→ **EXERCISE PROMPT**:
Reproduce the material below word for word, keeping every line in its original order.

___ TASK DATA ___

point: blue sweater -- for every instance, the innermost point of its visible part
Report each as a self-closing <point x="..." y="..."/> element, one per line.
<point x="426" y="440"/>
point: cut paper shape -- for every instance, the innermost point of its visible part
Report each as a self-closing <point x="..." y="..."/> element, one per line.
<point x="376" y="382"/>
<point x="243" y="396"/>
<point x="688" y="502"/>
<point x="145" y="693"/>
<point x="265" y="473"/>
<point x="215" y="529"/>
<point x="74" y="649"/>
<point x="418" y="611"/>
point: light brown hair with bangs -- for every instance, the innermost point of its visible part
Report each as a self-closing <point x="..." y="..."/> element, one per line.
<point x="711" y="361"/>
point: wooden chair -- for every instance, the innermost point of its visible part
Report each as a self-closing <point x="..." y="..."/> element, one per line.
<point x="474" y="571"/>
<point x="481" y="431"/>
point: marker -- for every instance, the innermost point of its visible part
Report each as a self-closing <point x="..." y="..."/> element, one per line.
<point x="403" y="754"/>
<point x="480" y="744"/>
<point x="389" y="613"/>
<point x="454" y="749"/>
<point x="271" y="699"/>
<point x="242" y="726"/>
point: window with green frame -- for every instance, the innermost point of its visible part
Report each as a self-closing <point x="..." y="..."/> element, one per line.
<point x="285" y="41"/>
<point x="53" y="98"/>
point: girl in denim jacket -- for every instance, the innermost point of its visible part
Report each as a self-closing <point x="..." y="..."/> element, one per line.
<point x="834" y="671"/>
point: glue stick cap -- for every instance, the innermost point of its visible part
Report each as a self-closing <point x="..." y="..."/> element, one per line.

___

→ **RESULT BELOW**:
point: blue sweater -- for every instance, the innermost point of its visible part
Report each as a self-closing <point x="..." y="..."/> element, one per line.
<point x="426" y="440"/>
point: cut paper shape -- for every instance, the innermost point of its visible part
Report each as a self-closing <point x="..." y="..."/> element, one per line.
<point x="376" y="382"/>
<point x="243" y="396"/>
<point x="688" y="502"/>
<point x="145" y="693"/>
<point x="265" y="473"/>
<point x="215" y="529"/>
<point x="74" y="649"/>
<point x="418" y="611"/>
point: light brown hair with bangs -- for every instance, the innermost point of its visible part
Report each as a self-closing <point x="..." y="..."/> element, one per line.
<point x="711" y="361"/>
point: wooden chair -- for every instance, the innermost point of its visible part
Report each as a self-closing <point x="..." y="..."/> element, one per line.
<point x="474" y="571"/>
<point x="481" y="431"/>
point: marker -- for every instance, the innermost point of its visible part
Report each as a self-closing <point x="..." y="..."/> element, one per line.
<point x="403" y="754"/>
<point x="480" y="744"/>
<point x="389" y="613"/>
<point x="454" y="749"/>
<point x="271" y="699"/>
<point x="242" y="726"/>
point: window with green frame -- for every instance, the innermost point of its visible part
Report each as a self-closing <point x="..." y="..."/> element, one per line.
<point x="285" y="41"/>
<point x="53" y="98"/>
point: girl in denim jacket -- for every instance, the innermost point of its visible part
Report each as a self-closing <point x="..." y="..."/> element, one per line.
<point x="834" y="671"/>
point: glue stick cap -- for every instance, the innermost point of its visible part
Report each as a self-closing <point x="..." y="..."/> element, one per line.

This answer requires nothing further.